## BEGIN Records shown

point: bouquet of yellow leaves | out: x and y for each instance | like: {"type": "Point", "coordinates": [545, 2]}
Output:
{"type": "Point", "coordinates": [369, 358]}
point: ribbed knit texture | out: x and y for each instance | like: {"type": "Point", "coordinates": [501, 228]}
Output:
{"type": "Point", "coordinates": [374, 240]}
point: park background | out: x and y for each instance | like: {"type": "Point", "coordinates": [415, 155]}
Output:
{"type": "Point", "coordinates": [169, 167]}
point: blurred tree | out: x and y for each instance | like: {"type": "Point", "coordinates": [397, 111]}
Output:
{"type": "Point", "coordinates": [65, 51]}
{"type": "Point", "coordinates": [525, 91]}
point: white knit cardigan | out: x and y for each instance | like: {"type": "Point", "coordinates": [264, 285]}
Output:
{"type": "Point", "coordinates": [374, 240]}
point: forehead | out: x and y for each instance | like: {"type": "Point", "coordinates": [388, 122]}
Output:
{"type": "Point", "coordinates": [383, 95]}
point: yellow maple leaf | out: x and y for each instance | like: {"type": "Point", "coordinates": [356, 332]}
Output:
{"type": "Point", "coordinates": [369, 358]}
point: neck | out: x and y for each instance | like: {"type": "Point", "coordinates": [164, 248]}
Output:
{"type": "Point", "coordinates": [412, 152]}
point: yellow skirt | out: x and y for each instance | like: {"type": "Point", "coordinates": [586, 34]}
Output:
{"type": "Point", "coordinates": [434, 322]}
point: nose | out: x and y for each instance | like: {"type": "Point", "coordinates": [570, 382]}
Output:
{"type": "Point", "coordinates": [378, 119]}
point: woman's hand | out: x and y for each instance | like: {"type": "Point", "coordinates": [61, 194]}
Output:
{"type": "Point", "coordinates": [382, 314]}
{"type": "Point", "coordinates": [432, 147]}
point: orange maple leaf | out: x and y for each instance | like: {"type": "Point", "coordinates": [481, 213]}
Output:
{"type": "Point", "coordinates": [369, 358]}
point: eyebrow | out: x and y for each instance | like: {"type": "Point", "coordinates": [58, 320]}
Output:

## END Records shown

Given task :: Please reproduce all of the items above line for line, without changing a single character.

Answer in full ::
point: bouquet of yellow leaves | out: x and y for each instance | like: {"type": "Point", "coordinates": [545, 2]}
Output:
{"type": "Point", "coordinates": [369, 358]}
point: ribbed knit texture | out: x and y for each instance | like: {"type": "Point", "coordinates": [501, 228]}
Output:
{"type": "Point", "coordinates": [374, 240]}
point: park background | out: x and y for each instance | like: {"type": "Point", "coordinates": [415, 155]}
Output:
{"type": "Point", "coordinates": [169, 167]}
point: blurred tree | out: x and y for each instance | like: {"type": "Point", "coordinates": [397, 111]}
Output:
{"type": "Point", "coordinates": [65, 51]}
{"type": "Point", "coordinates": [525, 91]}
point: white knit cardigan | out: x and y for each instance | like: {"type": "Point", "coordinates": [264, 285]}
Output:
{"type": "Point", "coordinates": [374, 240]}
point: forehead | out: x and y for each instance | like: {"type": "Point", "coordinates": [388, 122]}
Output:
{"type": "Point", "coordinates": [383, 95]}
point: yellow maple leaf | out: x and y for each instance | like: {"type": "Point", "coordinates": [356, 332]}
Output:
{"type": "Point", "coordinates": [369, 358]}
point: neck | out: x and y for each instance | like: {"type": "Point", "coordinates": [164, 248]}
Output:
{"type": "Point", "coordinates": [412, 152]}
point: yellow skirt | out: x and y for each instance | like: {"type": "Point", "coordinates": [586, 34]}
Output:
{"type": "Point", "coordinates": [434, 322]}
point: nose | out: x and y for each instance | like: {"type": "Point", "coordinates": [570, 382]}
Output:
{"type": "Point", "coordinates": [378, 119]}
point: woman's hand | out: x and y for each instance | like: {"type": "Point", "coordinates": [61, 194]}
Output:
{"type": "Point", "coordinates": [382, 314]}
{"type": "Point", "coordinates": [432, 147]}
point: orange maple leaf | out: x and y for each instance | like: {"type": "Point", "coordinates": [481, 213]}
Output:
{"type": "Point", "coordinates": [369, 358]}
point: eyebrow | out: x and y for each instance | like: {"type": "Point", "coordinates": [58, 320]}
Output:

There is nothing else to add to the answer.